> **Exercise objective**: Reproduce each entry exactly.

######

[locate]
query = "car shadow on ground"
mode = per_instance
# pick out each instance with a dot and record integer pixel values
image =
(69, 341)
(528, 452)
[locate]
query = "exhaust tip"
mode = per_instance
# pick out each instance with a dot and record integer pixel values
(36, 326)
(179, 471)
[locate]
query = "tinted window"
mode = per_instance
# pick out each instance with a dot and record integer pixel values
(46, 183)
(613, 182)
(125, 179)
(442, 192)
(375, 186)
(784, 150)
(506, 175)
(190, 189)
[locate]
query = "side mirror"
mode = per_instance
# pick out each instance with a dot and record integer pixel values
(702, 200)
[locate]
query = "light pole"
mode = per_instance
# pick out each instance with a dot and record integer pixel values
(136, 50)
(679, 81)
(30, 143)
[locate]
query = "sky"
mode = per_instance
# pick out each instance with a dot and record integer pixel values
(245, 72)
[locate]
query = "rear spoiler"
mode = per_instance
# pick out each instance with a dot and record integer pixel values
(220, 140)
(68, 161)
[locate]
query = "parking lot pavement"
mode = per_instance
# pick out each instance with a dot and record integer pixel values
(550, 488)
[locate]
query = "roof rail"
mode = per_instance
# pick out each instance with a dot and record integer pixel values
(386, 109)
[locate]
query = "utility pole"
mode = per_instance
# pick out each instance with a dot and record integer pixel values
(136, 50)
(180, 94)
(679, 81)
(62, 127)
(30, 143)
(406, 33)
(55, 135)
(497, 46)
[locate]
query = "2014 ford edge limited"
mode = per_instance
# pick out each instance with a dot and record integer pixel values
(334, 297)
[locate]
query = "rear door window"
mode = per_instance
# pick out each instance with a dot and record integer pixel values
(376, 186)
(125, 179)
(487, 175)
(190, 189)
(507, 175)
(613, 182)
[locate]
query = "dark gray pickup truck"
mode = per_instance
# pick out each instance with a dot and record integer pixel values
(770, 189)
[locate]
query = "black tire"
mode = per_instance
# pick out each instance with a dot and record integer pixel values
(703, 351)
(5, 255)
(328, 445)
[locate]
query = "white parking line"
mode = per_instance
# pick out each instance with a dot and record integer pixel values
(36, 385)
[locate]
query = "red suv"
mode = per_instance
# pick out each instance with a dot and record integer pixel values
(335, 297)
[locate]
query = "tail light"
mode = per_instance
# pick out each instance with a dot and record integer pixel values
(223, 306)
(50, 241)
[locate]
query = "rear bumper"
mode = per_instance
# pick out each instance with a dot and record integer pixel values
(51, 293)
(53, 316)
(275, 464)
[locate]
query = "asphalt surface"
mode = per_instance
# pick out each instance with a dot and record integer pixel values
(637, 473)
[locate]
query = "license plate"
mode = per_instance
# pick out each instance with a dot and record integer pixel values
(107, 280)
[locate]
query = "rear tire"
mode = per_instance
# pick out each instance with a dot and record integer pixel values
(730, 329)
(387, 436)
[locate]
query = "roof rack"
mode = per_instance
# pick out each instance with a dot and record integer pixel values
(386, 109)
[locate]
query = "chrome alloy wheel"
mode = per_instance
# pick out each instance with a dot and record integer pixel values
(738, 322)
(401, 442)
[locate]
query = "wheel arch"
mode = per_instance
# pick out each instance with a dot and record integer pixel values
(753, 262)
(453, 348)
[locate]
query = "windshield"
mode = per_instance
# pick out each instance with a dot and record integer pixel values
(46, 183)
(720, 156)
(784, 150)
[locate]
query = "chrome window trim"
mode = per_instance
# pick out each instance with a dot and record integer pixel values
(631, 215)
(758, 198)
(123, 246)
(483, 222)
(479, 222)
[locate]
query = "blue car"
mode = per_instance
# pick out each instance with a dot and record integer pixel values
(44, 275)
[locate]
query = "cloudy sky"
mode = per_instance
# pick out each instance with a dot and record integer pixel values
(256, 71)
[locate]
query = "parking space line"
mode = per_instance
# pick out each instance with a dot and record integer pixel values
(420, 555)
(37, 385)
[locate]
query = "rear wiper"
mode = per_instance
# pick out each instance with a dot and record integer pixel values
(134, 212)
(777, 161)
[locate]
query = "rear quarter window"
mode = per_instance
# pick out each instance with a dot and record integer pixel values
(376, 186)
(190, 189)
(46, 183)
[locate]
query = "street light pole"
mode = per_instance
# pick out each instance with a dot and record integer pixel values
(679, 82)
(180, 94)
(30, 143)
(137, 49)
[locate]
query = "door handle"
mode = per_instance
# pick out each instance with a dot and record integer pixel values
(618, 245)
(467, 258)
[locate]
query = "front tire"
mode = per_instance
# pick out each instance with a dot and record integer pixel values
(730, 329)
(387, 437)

######

> **Expected answer**:
[locate]
query = "car shadow on ground"
mode = per_instance
# pick out each instance with a dot and record integer pixel values
image =
(69, 341)
(528, 452)
[locate]
query = "exhaust tip"
mode = per_instance
# pick out each instance with a dot and record integer pixel values
(36, 326)
(179, 471)
[locate]
query = "tinted window"
mode = per_instance
# pick out each instance with a dot and record integer pixel values
(46, 183)
(613, 182)
(125, 179)
(442, 192)
(375, 186)
(784, 150)
(506, 175)
(190, 189)
[locate]
query = "side mirror"
mode = per_instance
# pick out each instance with a dot and record integer pixel values
(702, 200)
[locate]
query = "light pole"
mode = per_instance
# pick out each instance with a dot and record integer pixel values
(136, 50)
(679, 81)
(30, 143)
[locate]
query = "sky"
mode = per_instance
# pick out each instance with a dot and record integer pixel values
(245, 72)
[locate]
query = "rear spoiler"
mode = per_instance
# pick out each instance with a dot and record integer pixel values
(220, 140)
(68, 161)
[locate]
query = "parking lot pavement"
mode = per_instance
# pick out each instance with a dot and record integer pixel values
(550, 488)
[locate]
query = "roof rail"
mode = per_instance
# pick out each instance with a dot and record integer pixel values
(386, 109)
[locate]
query = "utility pole"
mode = per_instance
# pick out each instance with a dot and record integer pixel values
(136, 50)
(180, 94)
(679, 81)
(62, 127)
(30, 143)
(406, 33)
(55, 135)
(497, 46)
[locate]
query = "2014 ford edge limited"
mode = per_instance
# pick out each instance with a dot and record integer pixel values
(334, 297)
[locate]
query = "rear door window"
mode = per_instance
# pick out each instance with a dot and record integer pixel values
(376, 186)
(125, 179)
(487, 175)
(190, 189)
(507, 175)
(613, 182)
[locate]
query = "dark gray pickup truck"
mode = per_instance
# pick out each instance with a dot and record integer pixel values
(770, 189)
[locate]
query = "black tire"
mode = per_instance
# pick out each instance with a dot and record integer pixel values
(703, 351)
(5, 255)
(328, 445)
[locate]
query = "white parking line"
mode = per_instance
# pick out each instance with a dot and record integer pixel values
(36, 385)
[locate]
query = "red suv"
mode = per_instance
# pick out each instance with a dot and record integer pixel values
(335, 297)
[locate]
query = "tail light"
mode = per_instance
# pick out each instance with a dot and record integer pixel values
(223, 306)
(50, 241)
[locate]
query = "rear bumper"
mode = per_instance
# pick out each instance with a dot and record integer pixel values
(51, 293)
(53, 316)
(275, 464)
[locate]
query = "asphalt surface"
mode = per_instance
# pick out each instance with a dot and record integer pixel values
(637, 473)
[locate]
query = "license plate"
mode = per_instance
# pick out each instance with a dot and record integer pixel values
(107, 280)
[locate]
query = "rear tire"
mode = per_instance
# pick out each instance with a dot and record integer pixel values
(730, 329)
(387, 436)
[locate]
query = "roof rack"
mode = per_instance
# pick out each instance with a dot and record integer pixel values
(386, 109)
[locate]
query = "chrome alloy wheel"
mode = per_instance
# pick out each instance with a dot and record integer pixel values
(738, 322)
(401, 442)
[locate]
query = "wheel arch"
mode = per_instance
# pick out each instance with a dot and record integer pixel values
(753, 262)
(453, 348)
[locate]
query = "windshield"
mode = per_instance
# pick out each instance with a dot and record integer pixel values
(46, 183)
(720, 156)
(784, 150)
[locate]
query = "chrome window trim"
mode = per_instance
# pick out each instance with a dot and record integer pixel values
(631, 215)
(758, 198)
(123, 246)
(483, 222)
(479, 222)
[locate]
query = "blue car"
mode = per_instance
# pick out each instance with a dot and record integer pixel values
(44, 275)
[locate]
query = "cloudy sky"
mode = per_instance
# pick out each instance with a dot and record integer pixel values
(256, 71)
[locate]
query = "parking space line"
mode = per_instance
# pick out each instance with a dot and record integer pixel values
(420, 555)
(37, 385)
[locate]
query = "rear wiper"
mode = per_instance
# pick out each instance with a dot and record integer pixel values
(134, 212)
(777, 161)
[locate]
query = "rear quarter window"
mode = per_instance
# pick out each instance with a dot and record integer pixel values
(376, 186)
(190, 189)
(46, 183)
[locate]
query = "street light pole"
mode = per_instance
# pick out each instance with a dot and record integer pixel values
(679, 82)
(180, 94)
(30, 143)
(137, 49)
[locate]
query = "door handle"
mode = per_instance
# pick out each instance with a dot and record integer pixel values
(618, 245)
(467, 258)
[locate]
query = "front tire"
mode = per_instance
# pick out each instance with a dot and record integer pixel values
(730, 329)
(387, 437)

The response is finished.